══ SOURCE RECORDS

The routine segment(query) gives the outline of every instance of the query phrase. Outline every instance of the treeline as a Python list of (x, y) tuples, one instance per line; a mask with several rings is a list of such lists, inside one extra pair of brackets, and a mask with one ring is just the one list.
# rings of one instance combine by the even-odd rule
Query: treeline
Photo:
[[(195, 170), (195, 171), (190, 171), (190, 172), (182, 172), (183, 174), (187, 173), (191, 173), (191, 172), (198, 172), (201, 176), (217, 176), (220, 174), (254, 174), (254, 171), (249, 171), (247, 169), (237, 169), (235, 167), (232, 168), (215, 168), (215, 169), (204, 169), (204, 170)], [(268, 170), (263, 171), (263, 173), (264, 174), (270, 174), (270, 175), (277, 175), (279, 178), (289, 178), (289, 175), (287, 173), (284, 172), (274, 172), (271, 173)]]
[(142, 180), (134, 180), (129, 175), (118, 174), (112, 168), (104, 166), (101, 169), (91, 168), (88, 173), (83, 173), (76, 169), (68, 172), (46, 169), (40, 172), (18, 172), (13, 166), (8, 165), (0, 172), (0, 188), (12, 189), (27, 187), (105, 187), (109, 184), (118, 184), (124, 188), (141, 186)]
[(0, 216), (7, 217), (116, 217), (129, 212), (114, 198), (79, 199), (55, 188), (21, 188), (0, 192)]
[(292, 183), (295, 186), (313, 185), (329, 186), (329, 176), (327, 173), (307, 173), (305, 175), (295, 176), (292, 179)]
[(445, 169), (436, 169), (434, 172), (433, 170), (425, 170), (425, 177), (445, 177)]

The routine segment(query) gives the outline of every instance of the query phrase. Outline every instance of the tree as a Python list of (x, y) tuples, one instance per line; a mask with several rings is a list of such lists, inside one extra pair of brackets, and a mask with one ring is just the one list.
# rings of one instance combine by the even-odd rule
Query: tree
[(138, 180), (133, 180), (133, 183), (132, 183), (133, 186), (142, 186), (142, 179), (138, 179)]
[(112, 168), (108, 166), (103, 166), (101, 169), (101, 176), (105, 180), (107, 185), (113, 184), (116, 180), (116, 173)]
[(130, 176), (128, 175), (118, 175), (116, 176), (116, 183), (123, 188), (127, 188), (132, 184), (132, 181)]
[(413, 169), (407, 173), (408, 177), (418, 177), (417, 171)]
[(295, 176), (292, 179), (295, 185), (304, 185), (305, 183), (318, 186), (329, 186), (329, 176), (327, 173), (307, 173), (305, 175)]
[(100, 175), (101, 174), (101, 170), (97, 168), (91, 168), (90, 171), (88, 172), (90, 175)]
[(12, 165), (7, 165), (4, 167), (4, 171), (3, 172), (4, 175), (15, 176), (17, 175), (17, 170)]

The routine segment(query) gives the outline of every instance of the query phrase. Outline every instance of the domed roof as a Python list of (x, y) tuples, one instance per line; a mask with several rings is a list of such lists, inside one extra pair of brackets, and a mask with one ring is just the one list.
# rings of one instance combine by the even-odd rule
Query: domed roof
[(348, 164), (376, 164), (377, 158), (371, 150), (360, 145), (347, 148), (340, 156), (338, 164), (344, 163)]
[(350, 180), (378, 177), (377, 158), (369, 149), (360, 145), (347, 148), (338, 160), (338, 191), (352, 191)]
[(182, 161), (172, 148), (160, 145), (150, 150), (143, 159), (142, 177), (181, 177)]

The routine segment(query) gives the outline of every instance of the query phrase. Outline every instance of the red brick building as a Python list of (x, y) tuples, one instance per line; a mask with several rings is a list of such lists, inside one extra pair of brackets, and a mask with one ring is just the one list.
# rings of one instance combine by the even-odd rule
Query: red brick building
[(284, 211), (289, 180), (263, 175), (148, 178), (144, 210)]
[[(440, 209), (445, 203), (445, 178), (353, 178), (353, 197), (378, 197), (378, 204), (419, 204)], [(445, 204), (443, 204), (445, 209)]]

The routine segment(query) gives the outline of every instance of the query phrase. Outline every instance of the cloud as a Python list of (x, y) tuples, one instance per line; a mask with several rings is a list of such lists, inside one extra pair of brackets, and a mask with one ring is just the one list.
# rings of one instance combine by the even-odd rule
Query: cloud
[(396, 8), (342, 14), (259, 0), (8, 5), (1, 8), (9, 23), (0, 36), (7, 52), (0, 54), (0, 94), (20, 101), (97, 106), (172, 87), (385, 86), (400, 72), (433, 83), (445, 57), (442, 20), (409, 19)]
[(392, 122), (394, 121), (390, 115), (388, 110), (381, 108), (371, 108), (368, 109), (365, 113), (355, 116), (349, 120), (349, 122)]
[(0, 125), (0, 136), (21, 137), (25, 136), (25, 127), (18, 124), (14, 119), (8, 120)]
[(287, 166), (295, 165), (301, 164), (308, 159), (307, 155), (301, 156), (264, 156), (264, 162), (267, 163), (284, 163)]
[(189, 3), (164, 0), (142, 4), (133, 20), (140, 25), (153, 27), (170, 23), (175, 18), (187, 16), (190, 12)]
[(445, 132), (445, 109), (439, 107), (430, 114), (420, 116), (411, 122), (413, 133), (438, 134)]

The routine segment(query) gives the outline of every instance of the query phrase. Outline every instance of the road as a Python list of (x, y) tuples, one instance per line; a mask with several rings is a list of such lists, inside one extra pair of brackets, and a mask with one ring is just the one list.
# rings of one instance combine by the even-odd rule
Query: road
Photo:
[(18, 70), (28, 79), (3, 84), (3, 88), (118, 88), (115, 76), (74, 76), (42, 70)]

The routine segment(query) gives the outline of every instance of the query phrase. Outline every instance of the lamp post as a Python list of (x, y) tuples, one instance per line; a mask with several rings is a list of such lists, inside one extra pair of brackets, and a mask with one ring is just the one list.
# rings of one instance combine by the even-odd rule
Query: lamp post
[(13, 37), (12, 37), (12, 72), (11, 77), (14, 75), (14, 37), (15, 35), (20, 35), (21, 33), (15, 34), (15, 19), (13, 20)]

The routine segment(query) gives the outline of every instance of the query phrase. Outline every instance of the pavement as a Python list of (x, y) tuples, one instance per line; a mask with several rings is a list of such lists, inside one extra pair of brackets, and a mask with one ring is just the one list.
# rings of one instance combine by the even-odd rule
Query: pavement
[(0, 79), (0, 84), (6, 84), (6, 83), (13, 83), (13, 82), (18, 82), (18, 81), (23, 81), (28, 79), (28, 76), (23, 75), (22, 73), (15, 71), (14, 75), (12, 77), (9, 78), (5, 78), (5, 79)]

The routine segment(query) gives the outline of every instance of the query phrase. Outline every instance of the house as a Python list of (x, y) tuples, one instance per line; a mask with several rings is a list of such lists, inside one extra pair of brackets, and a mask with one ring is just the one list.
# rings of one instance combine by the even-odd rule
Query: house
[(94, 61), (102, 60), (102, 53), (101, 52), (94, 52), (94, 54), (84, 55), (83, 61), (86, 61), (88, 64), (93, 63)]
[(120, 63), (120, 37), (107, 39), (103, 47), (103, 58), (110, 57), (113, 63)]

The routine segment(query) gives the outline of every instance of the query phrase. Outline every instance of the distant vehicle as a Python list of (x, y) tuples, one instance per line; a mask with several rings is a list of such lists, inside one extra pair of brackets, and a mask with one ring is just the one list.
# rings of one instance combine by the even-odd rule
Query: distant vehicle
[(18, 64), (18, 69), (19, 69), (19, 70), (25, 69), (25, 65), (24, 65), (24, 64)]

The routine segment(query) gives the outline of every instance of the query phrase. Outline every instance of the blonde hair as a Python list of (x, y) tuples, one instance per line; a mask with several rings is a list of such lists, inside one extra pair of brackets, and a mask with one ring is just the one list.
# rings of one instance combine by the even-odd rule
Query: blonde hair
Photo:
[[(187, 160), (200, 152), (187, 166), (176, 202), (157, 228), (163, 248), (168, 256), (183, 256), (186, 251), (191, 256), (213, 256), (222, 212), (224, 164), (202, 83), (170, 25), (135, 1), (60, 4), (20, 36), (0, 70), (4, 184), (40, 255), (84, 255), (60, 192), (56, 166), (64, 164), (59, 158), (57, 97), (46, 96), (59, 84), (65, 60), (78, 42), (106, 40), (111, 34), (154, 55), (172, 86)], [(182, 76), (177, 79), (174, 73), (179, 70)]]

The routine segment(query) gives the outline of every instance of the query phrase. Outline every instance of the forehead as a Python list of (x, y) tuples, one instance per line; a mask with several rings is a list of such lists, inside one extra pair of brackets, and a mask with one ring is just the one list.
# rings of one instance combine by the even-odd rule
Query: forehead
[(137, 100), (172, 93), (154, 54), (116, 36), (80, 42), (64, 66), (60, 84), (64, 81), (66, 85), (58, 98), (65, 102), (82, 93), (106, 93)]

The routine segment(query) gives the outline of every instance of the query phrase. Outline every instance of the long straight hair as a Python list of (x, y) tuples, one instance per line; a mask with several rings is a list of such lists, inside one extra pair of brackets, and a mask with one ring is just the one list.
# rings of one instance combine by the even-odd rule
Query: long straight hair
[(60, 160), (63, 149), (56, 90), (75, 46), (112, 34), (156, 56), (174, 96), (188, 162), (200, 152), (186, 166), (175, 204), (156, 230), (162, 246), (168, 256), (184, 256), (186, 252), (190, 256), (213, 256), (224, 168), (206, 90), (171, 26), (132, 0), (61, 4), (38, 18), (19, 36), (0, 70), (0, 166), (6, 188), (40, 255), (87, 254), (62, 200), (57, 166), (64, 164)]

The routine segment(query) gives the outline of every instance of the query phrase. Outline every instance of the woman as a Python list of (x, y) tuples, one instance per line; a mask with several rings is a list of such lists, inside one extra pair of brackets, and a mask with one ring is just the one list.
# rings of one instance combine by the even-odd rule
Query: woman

════

**REQUEST**. Please extract everything from the line containing "of the lamp" down to the line containing "19), (13, 20)]", repeating those lines of the listing exactly and including both end lines.

**CORRECT ANSWER**.
The routine segment(query) gives the outline of every instance of the query phrase. Outline every instance of the lamp post as a Python list of (x, y) tuples, one instance per line; a mask with several rings is a list of such lists, inside one extra pair of brackets, and a mask with one ring is just the one list.
# rings of one instance combine by the even-odd rule
Query: lamp post
[(13, 37), (12, 37), (12, 72), (11, 77), (14, 75), (14, 37), (15, 35), (20, 35), (21, 33), (15, 34), (15, 19), (13, 20)]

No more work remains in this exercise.